The exercise.
Could you recast every line of the listing below as a numbered list, skipping the blank lines?
|---|
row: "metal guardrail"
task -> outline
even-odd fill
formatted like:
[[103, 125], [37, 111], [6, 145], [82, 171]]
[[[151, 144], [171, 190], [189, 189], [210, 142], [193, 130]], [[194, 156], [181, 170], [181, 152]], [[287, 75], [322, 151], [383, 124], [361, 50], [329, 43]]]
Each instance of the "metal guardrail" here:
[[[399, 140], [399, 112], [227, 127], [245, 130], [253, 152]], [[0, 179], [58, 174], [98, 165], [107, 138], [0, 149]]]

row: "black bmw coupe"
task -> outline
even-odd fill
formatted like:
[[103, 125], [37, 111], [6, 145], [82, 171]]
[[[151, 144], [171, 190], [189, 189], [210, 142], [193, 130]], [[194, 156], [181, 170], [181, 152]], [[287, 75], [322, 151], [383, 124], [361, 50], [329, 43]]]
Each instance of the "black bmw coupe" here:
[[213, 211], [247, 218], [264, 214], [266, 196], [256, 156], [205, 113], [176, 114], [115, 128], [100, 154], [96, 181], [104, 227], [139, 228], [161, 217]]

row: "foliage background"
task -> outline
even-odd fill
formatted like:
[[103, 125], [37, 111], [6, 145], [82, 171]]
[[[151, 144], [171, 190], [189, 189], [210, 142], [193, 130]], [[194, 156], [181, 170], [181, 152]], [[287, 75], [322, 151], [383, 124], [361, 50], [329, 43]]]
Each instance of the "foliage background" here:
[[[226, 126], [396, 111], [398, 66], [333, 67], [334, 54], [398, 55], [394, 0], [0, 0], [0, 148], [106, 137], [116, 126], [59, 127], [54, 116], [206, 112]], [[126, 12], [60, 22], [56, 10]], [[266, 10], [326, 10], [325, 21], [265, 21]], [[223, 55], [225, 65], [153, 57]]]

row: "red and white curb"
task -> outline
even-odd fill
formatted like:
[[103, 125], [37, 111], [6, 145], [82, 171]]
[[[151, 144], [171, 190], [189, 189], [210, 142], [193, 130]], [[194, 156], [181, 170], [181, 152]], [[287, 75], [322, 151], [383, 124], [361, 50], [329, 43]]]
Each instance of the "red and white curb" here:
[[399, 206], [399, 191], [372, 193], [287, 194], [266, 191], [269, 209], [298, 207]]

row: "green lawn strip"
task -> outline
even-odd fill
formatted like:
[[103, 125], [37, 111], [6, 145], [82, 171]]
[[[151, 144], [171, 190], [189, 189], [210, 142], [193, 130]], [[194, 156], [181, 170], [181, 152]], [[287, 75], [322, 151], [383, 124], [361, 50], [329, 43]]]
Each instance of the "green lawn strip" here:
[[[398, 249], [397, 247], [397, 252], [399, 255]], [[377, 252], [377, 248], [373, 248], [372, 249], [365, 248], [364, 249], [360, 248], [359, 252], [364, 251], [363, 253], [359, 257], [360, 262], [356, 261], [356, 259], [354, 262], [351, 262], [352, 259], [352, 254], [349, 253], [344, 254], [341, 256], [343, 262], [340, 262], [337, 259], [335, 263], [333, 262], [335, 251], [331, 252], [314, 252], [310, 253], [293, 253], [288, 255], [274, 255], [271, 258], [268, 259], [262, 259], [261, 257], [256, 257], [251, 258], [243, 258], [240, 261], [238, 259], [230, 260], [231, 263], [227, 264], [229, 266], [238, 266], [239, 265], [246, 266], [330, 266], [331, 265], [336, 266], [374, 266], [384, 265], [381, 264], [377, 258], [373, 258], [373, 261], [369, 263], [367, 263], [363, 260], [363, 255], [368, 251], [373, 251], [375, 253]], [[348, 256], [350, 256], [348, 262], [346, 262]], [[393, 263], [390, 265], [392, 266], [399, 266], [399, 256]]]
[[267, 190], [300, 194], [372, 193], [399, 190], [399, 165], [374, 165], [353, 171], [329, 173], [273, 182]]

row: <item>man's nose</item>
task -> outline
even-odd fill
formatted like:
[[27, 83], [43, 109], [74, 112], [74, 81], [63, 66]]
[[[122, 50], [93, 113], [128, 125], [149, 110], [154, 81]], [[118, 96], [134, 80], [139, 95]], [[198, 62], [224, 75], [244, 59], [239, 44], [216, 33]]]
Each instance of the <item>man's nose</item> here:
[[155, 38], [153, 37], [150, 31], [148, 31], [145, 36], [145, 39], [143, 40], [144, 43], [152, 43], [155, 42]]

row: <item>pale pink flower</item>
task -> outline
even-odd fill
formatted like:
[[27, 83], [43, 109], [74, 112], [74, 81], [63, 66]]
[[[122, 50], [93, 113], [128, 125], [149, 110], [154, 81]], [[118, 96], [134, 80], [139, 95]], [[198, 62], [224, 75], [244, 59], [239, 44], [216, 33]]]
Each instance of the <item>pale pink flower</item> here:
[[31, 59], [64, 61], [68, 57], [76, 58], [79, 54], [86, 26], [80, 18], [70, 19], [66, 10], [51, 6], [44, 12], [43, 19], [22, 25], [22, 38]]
|---|
Task answer.
1. row: "metal guardrail"
2. task -> outline
3. even-odd fill
4. formatted like:
5. [[103, 125], [37, 111], [6, 145], [82, 171]]
6. [[[151, 144], [171, 190], [189, 189], [210, 142], [193, 130]], [[194, 156], [181, 170], [181, 152]], [[287, 75], [322, 151], [383, 124], [361, 50], [329, 43]]]
7. Each instance of the "metal guardrail" here:
8. [[[399, 140], [399, 112], [227, 127], [245, 130], [253, 152]], [[0, 179], [58, 174], [98, 165], [107, 138], [0, 149]]]
9. row: "black bmw coupe"
10. task -> outline
11. even-odd fill
12. formatted like:
13. [[103, 125], [37, 111], [6, 145], [82, 171]]
14. [[[151, 144], [171, 190], [189, 189], [210, 142], [193, 130]], [[194, 156], [181, 170], [181, 152]], [[287, 75], [322, 151], [383, 124], [361, 50], [329, 43]]]
15. Each instance of the "black bmw coupe" here:
16. [[213, 211], [247, 218], [264, 214], [266, 196], [256, 156], [205, 113], [176, 114], [115, 128], [100, 154], [96, 181], [104, 227], [139, 228], [161, 217]]
17. row: "foliage background"
18. task -> outline
19. even-odd fill
20. formatted like:
21. [[103, 125], [37, 111], [6, 145], [82, 171]]
22. [[[151, 144], [171, 190], [189, 189], [210, 142], [193, 130]], [[194, 156], [181, 170], [181, 152]], [[287, 75], [322, 151], [383, 124], [361, 50], [329, 43]]]
23. Each instance of the "foliage background" here:
24. [[[226, 126], [396, 111], [398, 66], [333, 67], [334, 54], [398, 55], [394, 0], [0, 0], [0, 148], [106, 137], [116, 126], [59, 127], [54, 116], [206, 112]], [[126, 12], [60, 22], [56, 10]], [[266, 10], [326, 10], [325, 21], [265, 21]], [[223, 55], [225, 65], [153, 57]]]
25. row: "red and white curb"
26. task -> outline
27. even-odd fill
28. formatted like:
29. [[103, 125], [37, 111], [6, 145], [82, 171]]
30. [[[151, 144], [171, 190], [189, 189], [210, 142], [193, 130]], [[194, 156], [181, 170], [181, 152]], [[287, 75], [322, 151], [383, 124], [361, 50], [329, 43]]]
31. Each instance of the "red and white curb" here:
32. [[399, 206], [399, 191], [372, 193], [287, 194], [266, 191], [269, 209], [298, 207]]
33. row: "green lawn strip"
34. task -> outline
35. even-odd fill
36. formatted like:
37. [[103, 125], [37, 111], [6, 145], [82, 171]]
38. [[[151, 144], [171, 190], [189, 189], [210, 142], [193, 130]], [[194, 156], [181, 170], [181, 152]], [[287, 75], [322, 151], [383, 124], [361, 50], [329, 43]]]
39. Each instance of the "green lawn strip" here:
40. [[[398, 249], [397, 247], [397, 252], [399, 255]], [[377, 252], [377, 248], [373, 248], [372, 249], [365, 248], [364, 249], [360, 248], [359, 252], [364, 251], [363, 253], [359, 257], [360, 262], [356, 261], [356, 259], [354, 262], [351, 262], [352, 259], [352, 254], [349, 253], [344, 254], [341, 256], [343, 262], [340, 262], [337, 259], [335, 263], [333, 262], [335, 251], [331, 252], [314, 252], [310, 253], [293, 253], [288, 255], [274, 255], [271, 258], [268, 259], [262, 259], [261, 257], [256, 257], [251, 258], [243, 258], [240, 261], [238, 259], [230, 260], [231, 263], [227, 264], [229, 266], [238, 266], [239, 265], [246, 266], [330, 266], [331, 265], [336, 266], [374, 266], [384, 265], [381, 264], [377, 258], [373, 258], [373, 261], [369, 263], [367, 263], [363, 260], [363, 255], [368, 251], [373, 251], [375, 253]], [[348, 256], [350, 256], [348, 262], [346, 262]], [[393, 263], [390, 265], [392, 266], [399, 266], [399, 256]]]
41. [[267, 190], [300, 194], [372, 193], [399, 190], [399, 165], [374, 165], [353, 171], [329, 173], [273, 182]]
42. row: <item>man's nose</item>
43. task -> outline
44. even-odd fill
45. formatted like:
46. [[27, 83], [43, 109], [74, 112], [74, 81], [63, 66]]
47. [[[122, 50], [93, 113], [128, 125], [149, 110], [154, 81]], [[118, 96], [134, 80], [139, 95]], [[198, 62], [224, 75], [244, 59], [239, 44], [216, 33]]]
48. Each instance of the <item>man's nose</item> here:
49. [[155, 38], [153, 37], [150, 31], [148, 31], [145, 36], [145, 39], [143, 40], [144, 43], [152, 43], [155, 42]]
50. row: <item>pale pink flower</item>
51. task -> outline
52. even-odd fill
53. formatted like:
54. [[27, 83], [43, 109], [74, 112], [74, 81], [63, 66]]
55. [[[122, 50], [93, 113], [128, 125], [149, 110], [154, 81]], [[118, 96], [134, 80], [139, 95]], [[198, 62], [224, 75], [244, 59], [239, 44], [216, 33]]]
56. Each instance of the <item>pale pink flower</item> here:
57. [[31, 59], [64, 61], [68, 57], [76, 58], [79, 54], [86, 26], [80, 18], [70, 19], [66, 10], [51, 6], [44, 12], [43, 19], [22, 25], [22, 38]]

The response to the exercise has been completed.